▶ **EXERCISE**: Unless it is a picture, every line from the start of the entries through the line with "Locate a point on each instance of the silver" must be retyped exactly.

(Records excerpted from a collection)
*** Begin section ***

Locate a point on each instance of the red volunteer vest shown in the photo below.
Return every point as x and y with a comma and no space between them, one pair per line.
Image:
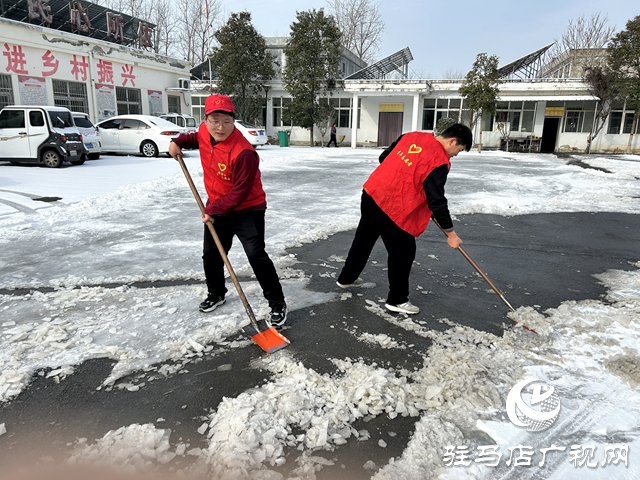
217,165
397,185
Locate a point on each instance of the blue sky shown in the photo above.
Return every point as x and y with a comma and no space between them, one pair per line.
443,38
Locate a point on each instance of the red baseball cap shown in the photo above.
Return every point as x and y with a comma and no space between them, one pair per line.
218,102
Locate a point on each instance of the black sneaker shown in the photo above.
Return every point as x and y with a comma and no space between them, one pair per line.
211,303
278,314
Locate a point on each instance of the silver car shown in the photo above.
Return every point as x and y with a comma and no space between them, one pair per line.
90,134
138,134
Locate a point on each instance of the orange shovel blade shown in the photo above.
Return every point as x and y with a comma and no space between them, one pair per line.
268,338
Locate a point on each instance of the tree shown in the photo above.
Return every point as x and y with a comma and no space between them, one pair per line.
327,117
361,25
480,89
601,86
624,62
444,123
196,25
242,64
587,35
313,55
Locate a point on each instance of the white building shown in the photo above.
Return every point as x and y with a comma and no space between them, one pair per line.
88,59
541,114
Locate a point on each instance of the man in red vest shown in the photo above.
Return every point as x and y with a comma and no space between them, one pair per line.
236,203
397,202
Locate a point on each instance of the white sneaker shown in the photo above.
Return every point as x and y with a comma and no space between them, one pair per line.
406,307
358,282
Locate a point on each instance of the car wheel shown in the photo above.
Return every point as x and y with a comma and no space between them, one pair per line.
81,161
149,149
52,159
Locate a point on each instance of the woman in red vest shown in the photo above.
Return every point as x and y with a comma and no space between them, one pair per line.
236,203
397,202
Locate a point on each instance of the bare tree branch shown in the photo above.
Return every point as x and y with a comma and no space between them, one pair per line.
361,25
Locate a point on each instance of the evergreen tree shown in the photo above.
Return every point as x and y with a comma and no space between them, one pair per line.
624,62
480,89
313,55
242,65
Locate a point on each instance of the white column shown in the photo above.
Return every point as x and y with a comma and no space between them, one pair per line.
414,114
354,121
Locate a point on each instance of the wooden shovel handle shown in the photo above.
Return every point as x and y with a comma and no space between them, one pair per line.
216,239
479,270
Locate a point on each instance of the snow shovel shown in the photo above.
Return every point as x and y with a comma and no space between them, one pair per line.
261,331
484,276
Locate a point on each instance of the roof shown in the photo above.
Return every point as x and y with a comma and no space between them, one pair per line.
524,67
398,61
19,11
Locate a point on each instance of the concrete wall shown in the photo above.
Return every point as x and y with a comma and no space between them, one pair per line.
152,72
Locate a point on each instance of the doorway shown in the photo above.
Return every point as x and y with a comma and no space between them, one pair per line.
389,127
549,134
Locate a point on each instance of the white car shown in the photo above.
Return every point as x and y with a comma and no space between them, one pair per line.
138,134
182,120
40,134
90,134
255,135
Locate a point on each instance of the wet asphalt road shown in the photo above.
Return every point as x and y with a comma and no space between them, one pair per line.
540,260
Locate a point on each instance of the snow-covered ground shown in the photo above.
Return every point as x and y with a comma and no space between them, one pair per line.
125,219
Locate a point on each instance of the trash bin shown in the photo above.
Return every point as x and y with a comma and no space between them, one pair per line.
283,139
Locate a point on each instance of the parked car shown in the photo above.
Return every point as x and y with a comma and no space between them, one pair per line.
90,134
182,120
138,134
45,135
255,135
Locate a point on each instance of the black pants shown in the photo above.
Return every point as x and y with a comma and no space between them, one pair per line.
249,228
400,245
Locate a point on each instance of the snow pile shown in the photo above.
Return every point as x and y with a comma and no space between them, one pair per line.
381,339
132,449
255,428
462,374
591,357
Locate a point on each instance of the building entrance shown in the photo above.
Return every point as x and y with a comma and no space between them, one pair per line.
549,134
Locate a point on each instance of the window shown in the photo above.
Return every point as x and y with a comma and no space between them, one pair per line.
628,122
12,119
517,116
128,101
71,95
111,124
278,104
436,109
60,118
621,119
197,108
6,91
344,111
174,104
83,122
131,124
579,116
36,119
428,114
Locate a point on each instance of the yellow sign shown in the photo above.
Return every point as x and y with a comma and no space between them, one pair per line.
553,111
392,107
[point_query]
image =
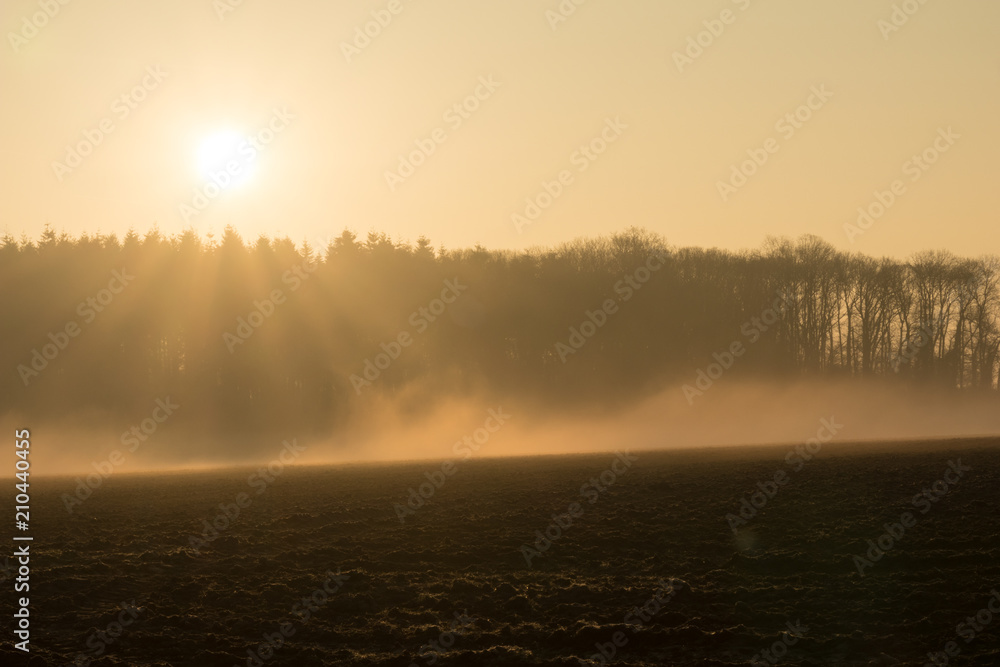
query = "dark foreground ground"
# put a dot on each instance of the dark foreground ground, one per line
(401, 585)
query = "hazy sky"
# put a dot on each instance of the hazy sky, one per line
(331, 124)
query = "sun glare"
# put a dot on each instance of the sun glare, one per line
(226, 158)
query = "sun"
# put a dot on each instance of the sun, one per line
(225, 157)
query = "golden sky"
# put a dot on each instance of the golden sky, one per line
(182, 84)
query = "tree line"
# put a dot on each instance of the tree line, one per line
(271, 335)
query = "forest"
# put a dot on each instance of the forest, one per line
(253, 337)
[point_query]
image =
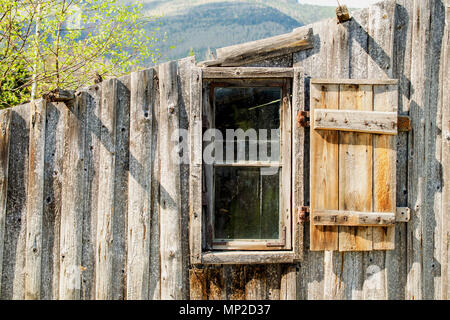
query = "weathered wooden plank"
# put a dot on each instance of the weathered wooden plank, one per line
(140, 185)
(15, 230)
(298, 162)
(356, 121)
(288, 287)
(445, 105)
(197, 284)
(89, 236)
(170, 206)
(324, 169)
(35, 205)
(352, 218)
(355, 169)
(216, 283)
(417, 180)
(241, 54)
(255, 283)
(54, 154)
(105, 206)
(249, 257)
(195, 213)
(72, 199)
(122, 163)
(246, 72)
(384, 168)
(235, 282)
(355, 81)
(184, 79)
(5, 121)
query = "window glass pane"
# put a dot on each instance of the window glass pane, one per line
(246, 203)
(256, 111)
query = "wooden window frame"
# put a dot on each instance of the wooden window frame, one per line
(250, 251)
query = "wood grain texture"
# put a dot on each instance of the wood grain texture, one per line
(196, 158)
(241, 54)
(169, 199)
(324, 169)
(73, 199)
(35, 205)
(13, 282)
(5, 123)
(140, 185)
(356, 121)
(105, 206)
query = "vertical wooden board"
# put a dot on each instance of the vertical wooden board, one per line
(169, 199)
(298, 155)
(184, 79)
(89, 236)
(417, 179)
(235, 282)
(54, 149)
(195, 235)
(105, 207)
(215, 283)
(5, 122)
(255, 283)
(15, 224)
(73, 198)
(140, 183)
(273, 281)
(384, 169)
(122, 164)
(314, 63)
(445, 105)
(197, 284)
(35, 205)
(288, 286)
(349, 265)
(155, 255)
(355, 169)
(324, 169)
(396, 270)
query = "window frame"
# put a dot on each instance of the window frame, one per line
(288, 252)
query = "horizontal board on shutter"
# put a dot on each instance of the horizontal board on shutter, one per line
(353, 218)
(358, 121)
(360, 124)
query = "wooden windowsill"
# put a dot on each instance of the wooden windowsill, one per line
(247, 257)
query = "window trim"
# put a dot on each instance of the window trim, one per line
(199, 255)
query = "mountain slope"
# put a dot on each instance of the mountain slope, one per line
(205, 25)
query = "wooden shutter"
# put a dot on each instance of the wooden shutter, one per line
(353, 163)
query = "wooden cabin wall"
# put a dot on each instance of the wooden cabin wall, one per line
(111, 221)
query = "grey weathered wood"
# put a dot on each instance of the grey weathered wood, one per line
(355, 81)
(241, 54)
(35, 205)
(54, 155)
(105, 208)
(73, 199)
(169, 199)
(15, 224)
(89, 236)
(298, 162)
(352, 218)
(59, 95)
(357, 121)
(246, 72)
(248, 257)
(5, 121)
(140, 185)
(196, 157)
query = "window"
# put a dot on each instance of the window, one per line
(241, 186)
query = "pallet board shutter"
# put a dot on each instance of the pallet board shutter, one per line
(353, 162)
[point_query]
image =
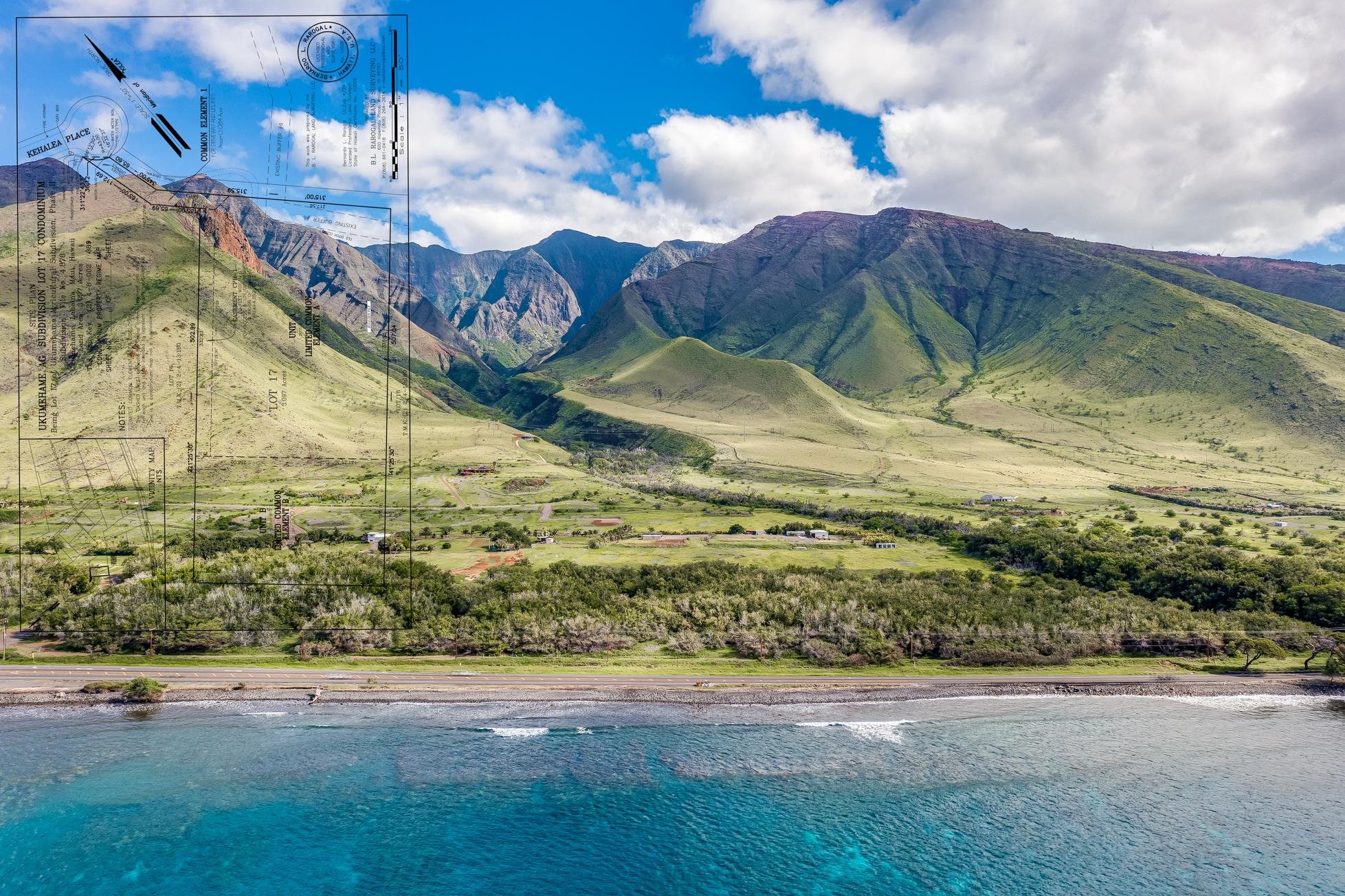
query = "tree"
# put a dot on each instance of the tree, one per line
(1328, 643)
(1258, 649)
(143, 691)
(687, 643)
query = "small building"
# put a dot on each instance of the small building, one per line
(476, 470)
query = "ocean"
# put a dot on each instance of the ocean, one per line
(955, 796)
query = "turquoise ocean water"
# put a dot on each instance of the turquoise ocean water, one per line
(981, 796)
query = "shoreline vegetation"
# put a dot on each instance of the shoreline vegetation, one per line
(111, 693)
(1045, 594)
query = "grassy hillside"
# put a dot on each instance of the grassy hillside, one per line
(918, 350)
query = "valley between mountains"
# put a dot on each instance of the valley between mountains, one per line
(588, 390)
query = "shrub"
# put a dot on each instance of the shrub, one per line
(143, 691)
(822, 653)
(687, 643)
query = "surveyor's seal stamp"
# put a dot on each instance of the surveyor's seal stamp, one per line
(327, 52)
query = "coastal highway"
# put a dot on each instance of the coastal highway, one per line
(71, 677)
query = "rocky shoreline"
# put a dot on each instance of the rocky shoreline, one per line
(729, 695)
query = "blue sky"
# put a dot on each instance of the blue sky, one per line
(1156, 123)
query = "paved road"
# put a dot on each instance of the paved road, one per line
(45, 677)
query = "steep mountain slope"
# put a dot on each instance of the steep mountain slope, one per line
(19, 183)
(526, 309)
(515, 306)
(666, 256)
(1098, 355)
(1321, 284)
(346, 286)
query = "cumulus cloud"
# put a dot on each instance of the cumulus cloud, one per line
(740, 171)
(1200, 124)
(500, 174)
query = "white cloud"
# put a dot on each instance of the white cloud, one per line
(500, 174)
(740, 171)
(1212, 126)
(428, 238)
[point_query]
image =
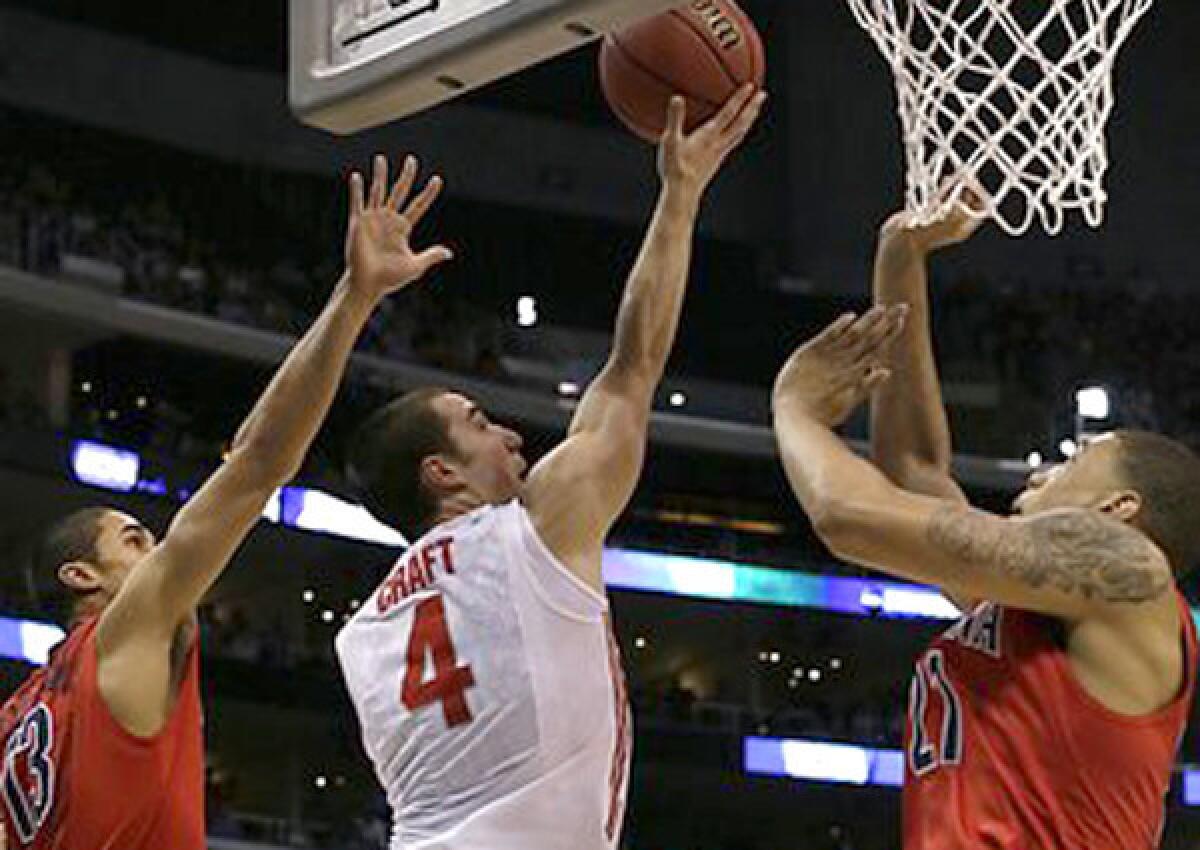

*** End section ***

▶ **ANSWER**:
Locate a point on each instance of the red volunteer vest shown in the photo below.
Return every point as x and y with a comma and no space between them, one pair per line.
Image:
217,165
397,185
Locate a point on each instance of the blue sky shown in the photo above.
Return every point as x and y with a comma and no space between them, one pair per line.
443,38
Locate a point on each instance of the red baseball cap shown in the photo above.
Return every point as x and y with a comma and no space between them, one pair per line.
218,102
Locate a point on each instance of the black sneaker shown in the photo above.
Return every point as x and y with a comma and no space between them, one pair per line.
211,303
278,314
Locate a point on each instance of the silver car shown in the photo above.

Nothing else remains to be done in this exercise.